TASK DESCRIPTION:
Copy out, word for word, the part of the listing below that runs from the line containing "If you could indicate the man in yellow" through the line containing "point(252, 46)", with both of those lines included.

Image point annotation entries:
"""

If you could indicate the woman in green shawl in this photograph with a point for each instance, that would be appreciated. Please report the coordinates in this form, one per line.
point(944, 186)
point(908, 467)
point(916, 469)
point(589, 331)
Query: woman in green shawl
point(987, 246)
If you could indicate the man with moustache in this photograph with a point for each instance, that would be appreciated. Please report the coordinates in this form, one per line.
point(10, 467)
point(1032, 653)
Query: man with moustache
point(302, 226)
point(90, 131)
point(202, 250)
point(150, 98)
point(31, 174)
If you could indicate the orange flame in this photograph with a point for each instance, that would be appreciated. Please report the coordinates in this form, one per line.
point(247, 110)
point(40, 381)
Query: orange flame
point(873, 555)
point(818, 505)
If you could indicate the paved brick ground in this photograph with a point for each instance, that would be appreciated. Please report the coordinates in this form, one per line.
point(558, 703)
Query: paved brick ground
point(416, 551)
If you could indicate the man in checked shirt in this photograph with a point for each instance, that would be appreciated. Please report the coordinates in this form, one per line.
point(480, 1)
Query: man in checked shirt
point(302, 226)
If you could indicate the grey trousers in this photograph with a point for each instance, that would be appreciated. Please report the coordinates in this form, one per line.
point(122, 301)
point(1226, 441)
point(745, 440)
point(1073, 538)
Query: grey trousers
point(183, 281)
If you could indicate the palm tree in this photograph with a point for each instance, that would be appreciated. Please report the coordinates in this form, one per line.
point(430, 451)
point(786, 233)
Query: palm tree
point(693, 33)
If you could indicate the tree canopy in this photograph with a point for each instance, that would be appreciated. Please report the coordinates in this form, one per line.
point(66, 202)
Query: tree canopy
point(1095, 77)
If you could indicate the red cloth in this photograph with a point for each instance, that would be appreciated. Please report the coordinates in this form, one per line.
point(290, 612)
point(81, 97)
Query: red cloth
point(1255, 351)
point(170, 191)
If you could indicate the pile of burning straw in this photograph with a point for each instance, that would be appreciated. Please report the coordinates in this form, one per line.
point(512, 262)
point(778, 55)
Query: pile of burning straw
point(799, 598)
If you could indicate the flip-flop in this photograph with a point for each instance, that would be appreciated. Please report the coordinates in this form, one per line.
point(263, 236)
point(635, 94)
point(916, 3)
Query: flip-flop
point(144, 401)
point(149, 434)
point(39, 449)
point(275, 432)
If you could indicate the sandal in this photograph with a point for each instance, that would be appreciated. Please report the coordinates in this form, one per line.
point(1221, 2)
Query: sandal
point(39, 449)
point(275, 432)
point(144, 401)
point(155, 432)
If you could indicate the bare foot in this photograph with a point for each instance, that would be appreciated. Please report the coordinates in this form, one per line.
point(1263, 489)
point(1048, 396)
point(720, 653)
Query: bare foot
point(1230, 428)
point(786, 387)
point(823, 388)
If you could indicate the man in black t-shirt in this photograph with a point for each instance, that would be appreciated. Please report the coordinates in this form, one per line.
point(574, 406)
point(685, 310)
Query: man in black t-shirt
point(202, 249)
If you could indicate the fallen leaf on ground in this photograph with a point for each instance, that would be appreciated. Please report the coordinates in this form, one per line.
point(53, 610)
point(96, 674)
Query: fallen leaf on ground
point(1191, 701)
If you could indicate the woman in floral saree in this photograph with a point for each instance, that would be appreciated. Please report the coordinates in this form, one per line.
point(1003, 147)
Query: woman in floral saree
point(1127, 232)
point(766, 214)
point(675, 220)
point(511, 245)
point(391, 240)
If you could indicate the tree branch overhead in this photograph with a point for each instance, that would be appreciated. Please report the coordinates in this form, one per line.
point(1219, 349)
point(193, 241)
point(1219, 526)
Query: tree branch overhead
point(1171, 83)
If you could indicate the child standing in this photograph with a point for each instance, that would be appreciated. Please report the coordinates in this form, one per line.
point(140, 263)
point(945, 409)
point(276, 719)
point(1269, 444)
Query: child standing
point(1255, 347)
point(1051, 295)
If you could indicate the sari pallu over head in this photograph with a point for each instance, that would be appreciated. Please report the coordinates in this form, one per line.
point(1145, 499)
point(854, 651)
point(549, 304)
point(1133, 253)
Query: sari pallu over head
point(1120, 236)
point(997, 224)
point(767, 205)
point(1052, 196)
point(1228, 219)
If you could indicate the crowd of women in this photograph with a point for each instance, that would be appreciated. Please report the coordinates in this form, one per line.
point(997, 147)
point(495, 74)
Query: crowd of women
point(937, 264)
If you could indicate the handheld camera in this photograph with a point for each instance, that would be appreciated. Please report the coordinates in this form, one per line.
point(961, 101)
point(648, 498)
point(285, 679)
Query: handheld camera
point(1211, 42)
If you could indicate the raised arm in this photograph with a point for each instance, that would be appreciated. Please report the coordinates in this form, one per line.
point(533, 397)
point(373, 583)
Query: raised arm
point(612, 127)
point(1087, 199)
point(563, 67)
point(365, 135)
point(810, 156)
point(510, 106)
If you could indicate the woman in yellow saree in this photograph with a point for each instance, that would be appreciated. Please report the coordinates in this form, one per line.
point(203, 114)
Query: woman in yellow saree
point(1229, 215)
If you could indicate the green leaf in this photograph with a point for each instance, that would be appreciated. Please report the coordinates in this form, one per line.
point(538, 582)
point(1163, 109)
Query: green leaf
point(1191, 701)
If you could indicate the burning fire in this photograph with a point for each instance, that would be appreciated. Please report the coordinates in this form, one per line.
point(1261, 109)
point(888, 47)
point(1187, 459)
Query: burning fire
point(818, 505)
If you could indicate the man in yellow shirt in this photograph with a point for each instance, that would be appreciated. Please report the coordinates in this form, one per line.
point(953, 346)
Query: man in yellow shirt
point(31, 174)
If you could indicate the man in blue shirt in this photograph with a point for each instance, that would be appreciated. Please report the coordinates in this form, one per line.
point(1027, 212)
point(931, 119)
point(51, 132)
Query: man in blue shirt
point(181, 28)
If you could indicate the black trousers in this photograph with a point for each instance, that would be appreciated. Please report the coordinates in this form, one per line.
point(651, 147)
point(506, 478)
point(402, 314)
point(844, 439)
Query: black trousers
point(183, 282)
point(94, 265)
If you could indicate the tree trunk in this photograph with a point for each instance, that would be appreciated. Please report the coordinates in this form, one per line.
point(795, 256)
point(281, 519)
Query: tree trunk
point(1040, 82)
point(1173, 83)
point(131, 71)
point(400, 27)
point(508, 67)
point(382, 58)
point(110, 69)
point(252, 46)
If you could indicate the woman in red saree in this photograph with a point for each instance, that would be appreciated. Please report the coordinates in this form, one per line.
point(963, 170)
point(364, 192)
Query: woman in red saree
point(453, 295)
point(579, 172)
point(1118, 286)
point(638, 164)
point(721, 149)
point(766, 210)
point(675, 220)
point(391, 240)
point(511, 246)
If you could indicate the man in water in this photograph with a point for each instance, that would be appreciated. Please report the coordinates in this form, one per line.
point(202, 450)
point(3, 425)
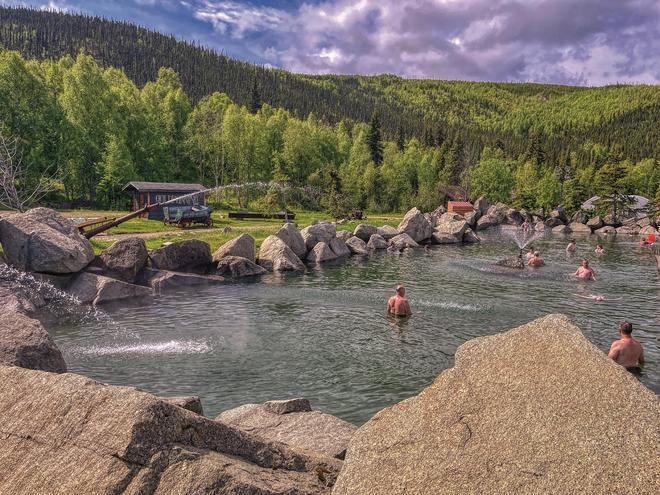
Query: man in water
point(398, 305)
point(585, 272)
point(536, 260)
point(572, 247)
point(627, 351)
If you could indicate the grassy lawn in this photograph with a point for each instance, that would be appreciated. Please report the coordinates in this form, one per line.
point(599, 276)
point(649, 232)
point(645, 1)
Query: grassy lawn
point(259, 229)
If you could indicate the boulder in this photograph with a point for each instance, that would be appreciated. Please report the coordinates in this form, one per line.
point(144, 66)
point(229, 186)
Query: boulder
point(237, 267)
point(25, 342)
point(125, 259)
point(376, 242)
point(318, 232)
point(291, 236)
point(403, 241)
point(97, 289)
point(182, 256)
point(302, 428)
point(595, 223)
point(42, 240)
point(415, 225)
point(320, 253)
point(242, 247)
point(274, 255)
point(189, 403)
point(357, 245)
point(81, 436)
point(557, 421)
point(481, 205)
point(470, 237)
point(387, 232)
point(579, 228)
point(364, 231)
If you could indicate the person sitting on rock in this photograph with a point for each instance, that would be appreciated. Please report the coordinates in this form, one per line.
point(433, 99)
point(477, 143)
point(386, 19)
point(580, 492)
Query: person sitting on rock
point(398, 305)
point(627, 351)
point(536, 260)
point(584, 271)
point(572, 247)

"""

IN RESPONSE:
If you could indicate the man in yellow shirt in this photograph with a point for each instance, that would be appreciated. Please report the coordinates in this form, one per line.
point(953, 346)
Query: man in yellow shirt
point(31, 174)
If you could indicate the man in blue shirt in this photograph with a point for each instance, that would be appreciated. Please report the coordinates in this form, one per line.
point(1027, 212)
point(931, 119)
point(51, 132)
Query: man in blue shirt
point(181, 28)
If you could indicate the black trousers in this photograph with a point for each instance, that would be appreciated. Please report the coordinates in this form, one per line.
point(651, 147)
point(506, 478)
point(402, 314)
point(844, 439)
Query: black trousers
point(183, 282)
point(94, 265)
If you could indicate the tree trunk in this photograph with a point for each instance, that would be appreciated. Please report the coordinates in this form, one per line.
point(795, 256)
point(281, 519)
Query: tree trunk
point(1040, 82)
point(1173, 83)
point(131, 71)
point(400, 27)
point(508, 67)
point(382, 58)
point(110, 69)
point(252, 46)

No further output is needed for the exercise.